The request:
Transcribe every entry below word for word, but skip the pictures.

**** Records for this exercise ****

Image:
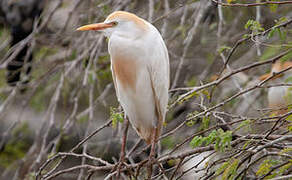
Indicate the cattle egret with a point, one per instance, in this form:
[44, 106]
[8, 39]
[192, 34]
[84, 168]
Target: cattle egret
[140, 70]
[278, 96]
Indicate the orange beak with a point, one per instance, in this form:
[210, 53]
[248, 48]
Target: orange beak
[95, 27]
[265, 76]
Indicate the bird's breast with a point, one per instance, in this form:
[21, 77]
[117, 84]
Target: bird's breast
[125, 70]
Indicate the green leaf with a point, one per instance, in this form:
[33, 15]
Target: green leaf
[116, 117]
[196, 141]
[223, 48]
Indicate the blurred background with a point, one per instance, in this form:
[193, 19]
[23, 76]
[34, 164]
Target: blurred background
[56, 86]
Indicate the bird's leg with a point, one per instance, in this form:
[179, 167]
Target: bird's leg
[152, 152]
[123, 148]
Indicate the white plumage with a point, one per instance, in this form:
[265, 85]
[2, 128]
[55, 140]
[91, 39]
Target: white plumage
[140, 68]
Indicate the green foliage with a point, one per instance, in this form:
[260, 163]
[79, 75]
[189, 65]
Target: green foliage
[244, 124]
[116, 116]
[219, 137]
[228, 169]
[192, 82]
[188, 97]
[190, 123]
[223, 48]
[205, 123]
[254, 26]
[168, 142]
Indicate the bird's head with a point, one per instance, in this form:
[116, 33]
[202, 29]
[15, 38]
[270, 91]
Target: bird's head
[119, 23]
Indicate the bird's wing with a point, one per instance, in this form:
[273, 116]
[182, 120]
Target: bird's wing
[159, 77]
[115, 81]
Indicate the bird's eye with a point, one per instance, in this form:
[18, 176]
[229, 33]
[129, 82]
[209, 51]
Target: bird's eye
[114, 23]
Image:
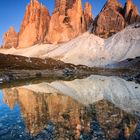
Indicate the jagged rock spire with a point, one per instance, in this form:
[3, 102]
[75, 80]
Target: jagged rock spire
[10, 39]
[34, 25]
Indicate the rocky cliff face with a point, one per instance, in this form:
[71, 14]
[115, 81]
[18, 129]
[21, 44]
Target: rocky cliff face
[10, 39]
[113, 18]
[109, 20]
[67, 21]
[34, 25]
[88, 15]
[131, 14]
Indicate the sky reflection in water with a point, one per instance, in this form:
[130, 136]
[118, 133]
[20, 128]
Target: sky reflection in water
[80, 109]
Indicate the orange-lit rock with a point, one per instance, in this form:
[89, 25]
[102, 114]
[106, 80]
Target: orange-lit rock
[10, 39]
[67, 21]
[88, 15]
[34, 25]
[109, 20]
[130, 12]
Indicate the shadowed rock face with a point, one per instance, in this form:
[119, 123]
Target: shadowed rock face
[67, 21]
[34, 25]
[109, 20]
[10, 39]
[131, 14]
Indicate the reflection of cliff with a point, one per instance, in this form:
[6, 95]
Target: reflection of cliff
[70, 118]
[39, 109]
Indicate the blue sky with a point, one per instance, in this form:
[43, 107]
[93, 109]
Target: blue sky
[12, 11]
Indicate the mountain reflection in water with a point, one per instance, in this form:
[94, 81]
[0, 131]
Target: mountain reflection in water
[98, 107]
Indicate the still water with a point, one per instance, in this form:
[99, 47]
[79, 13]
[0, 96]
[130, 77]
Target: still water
[94, 108]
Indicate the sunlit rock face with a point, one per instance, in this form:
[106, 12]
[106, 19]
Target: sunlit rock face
[131, 14]
[109, 20]
[35, 24]
[67, 21]
[10, 39]
[88, 15]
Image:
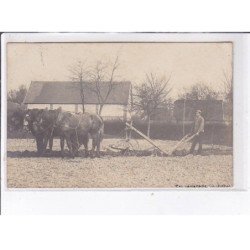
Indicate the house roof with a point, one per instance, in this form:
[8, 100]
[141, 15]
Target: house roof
[43, 92]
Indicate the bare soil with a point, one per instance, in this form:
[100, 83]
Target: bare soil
[140, 166]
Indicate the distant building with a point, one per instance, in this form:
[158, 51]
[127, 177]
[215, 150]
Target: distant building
[163, 113]
[51, 95]
[212, 110]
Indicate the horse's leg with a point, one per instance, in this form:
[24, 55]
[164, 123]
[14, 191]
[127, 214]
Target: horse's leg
[85, 143]
[51, 143]
[75, 144]
[62, 146]
[69, 143]
[98, 145]
[94, 144]
[38, 145]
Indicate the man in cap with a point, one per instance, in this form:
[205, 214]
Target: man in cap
[197, 130]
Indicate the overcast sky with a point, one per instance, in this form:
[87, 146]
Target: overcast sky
[188, 63]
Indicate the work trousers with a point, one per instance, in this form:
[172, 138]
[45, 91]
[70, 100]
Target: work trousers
[197, 140]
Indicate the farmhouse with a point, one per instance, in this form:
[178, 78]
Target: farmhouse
[53, 94]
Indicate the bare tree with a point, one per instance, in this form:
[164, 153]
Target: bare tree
[79, 73]
[103, 73]
[228, 95]
[148, 96]
[228, 88]
[199, 91]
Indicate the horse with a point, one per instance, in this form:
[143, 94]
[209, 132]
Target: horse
[75, 127]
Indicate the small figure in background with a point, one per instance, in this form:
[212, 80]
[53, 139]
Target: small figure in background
[198, 131]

****

Task solution:
Image:
Indicate the cattle egret with a point, one per instance, in this form:
[44, 106]
[8, 39]
[192, 34]
[84, 168]
Target: cattle egret
[140, 70]
[278, 96]
Indicate the orange beak with a point, one per instance, in this form:
[210, 53]
[248, 48]
Target: orange beak
[95, 27]
[265, 76]
Indicate the bird's breast with a point, one per instance, in this form:
[21, 77]
[117, 84]
Target: bird's breast
[125, 70]
Indicate the green leaf with a point, one per instance, in this form:
[33, 15]
Target: green leaf
[116, 117]
[196, 141]
[223, 48]
Indicate the blurred background with a point, one per instance, in this form:
[193, 19]
[23, 76]
[34, 164]
Target: blurred background
[56, 86]
Indicate the bird's leg with a point, one per instance, in this form:
[179, 167]
Target: bird's leg
[152, 152]
[123, 148]
Indicate the white plumage with a point, one per instance, in this form:
[265, 85]
[2, 128]
[55, 140]
[91, 39]
Target: white plumage
[140, 68]
Indicate the green foliage with a point, one per instance, in this form:
[260, 163]
[79, 75]
[189, 65]
Target: green foliage
[244, 124]
[116, 116]
[219, 137]
[228, 169]
[192, 82]
[188, 97]
[190, 123]
[223, 48]
[205, 123]
[254, 26]
[168, 142]
Indicate the bird's head with a point, one per instance, in this form:
[116, 33]
[202, 29]
[15, 38]
[270, 91]
Target: bird's head
[119, 23]
Indicate the bird's wing with a point, one per instance, in this form:
[273, 116]
[182, 120]
Target: bird's wing
[159, 77]
[115, 81]
Indicate the bird's eye with a point, one per instance, in this form:
[18, 176]
[229, 33]
[129, 82]
[209, 51]
Target: bird's eye
[114, 23]
Image:
Indicate the jagged rock spire with a point, one per instance, in this form:
[3, 102]
[75, 80]
Target: jagged rock spire
[10, 39]
[34, 25]
Indicate the rocky cliff face with a point, one per instance, in this form:
[71, 14]
[115, 81]
[18, 129]
[21, 44]
Target: rocky cliff face
[10, 39]
[113, 18]
[109, 20]
[67, 21]
[34, 25]
[88, 15]
[131, 14]
Indicate the sky reflection in water with a point, one per instance, in this form:
[130, 136]
[118, 133]
[20, 128]
Target: sky reflection in water
[80, 109]
Indicate the orange-lit rock with a point, one per instance, in this form:
[89, 25]
[102, 114]
[106, 80]
Target: orange-lit rock
[10, 39]
[67, 21]
[88, 15]
[34, 25]
[109, 20]
[130, 12]
Indicate the shadowed rock face with a point, one per instance, in this form:
[119, 123]
Target: shadowed rock face
[67, 21]
[34, 25]
[109, 20]
[10, 39]
[131, 14]
Indicate the reflection of cliff with a point, one per instance, in this form:
[6, 95]
Target: reflection of cliff
[70, 118]
[39, 109]
Indicate the blue sky with a point, one per instance, in this form:
[43, 107]
[93, 109]
Target: blue sky
[12, 11]
Indicate the mountain reflection in water with a point, one per instance, in this form:
[94, 81]
[0, 131]
Target: mountain reflection in water
[98, 107]
Indicate the still water with a point, one per instance, in this form:
[99, 47]
[79, 13]
[0, 96]
[130, 77]
Target: still water
[94, 108]
Indicate the sunlit rock face with a point, one per instance, in this form:
[106, 12]
[106, 19]
Target: sunlit rock face
[131, 14]
[109, 20]
[35, 24]
[67, 21]
[10, 39]
[88, 15]
Image:
Indicate the house roof with a point, one per instance, in this form:
[8, 100]
[141, 15]
Target: house roof
[43, 92]
Indicate the bare soil with a point, one per instance, in this form:
[100, 83]
Target: bare soil
[140, 166]
Indicate the distant building with a point, one per instance, in this form:
[158, 51]
[127, 177]
[215, 150]
Target: distant building
[163, 113]
[51, 95]
[212, 110]
Indicate the horse's leg with a point, one per instance, in this form:
[24, 55]
[164, 123]
[14, 191]
[127, 214]
Target: horse's leg
[85, 143]
[51, 143]
[75, 144]
[62, 146]
[69, 143]
[98, 145]
[94, 144]
[38, 145]
Indicate the man in cap with a point, one per instance, in this form:
[205, 214]
Target: man in cap
[197, 130]
Indicate the overcast sky with a point, one per instance, in this form:
[87, 146]
Target: overcast sky
[188, 63]
Indicate the work trousers with a point, one per instance, in this form:
[172, 138]
[45, 91]
[70, 100]
Target: work trousers
[197, 140]
Indicate the farmhouse with a point, one per instance, in this form:
[178, 78]
Target: farmhouse
[53, 94]
Indicate the bare tree with a point, one per instance, in this form:
[164, 153]
Target: bare tree
[79, 73]
[103, 73]
[228, 95]
[148, 96]
[228, 88]
[199, 91]
Indicate the horse with a point, one per instance, in this form:
[143, 94]
[209, 132]
Target: horse
[75, 127]
Indicate the small figure in background with a point, one per instance, in this form:
[212, 80]
[53, 139]
Target: small figure in background
[198, 131]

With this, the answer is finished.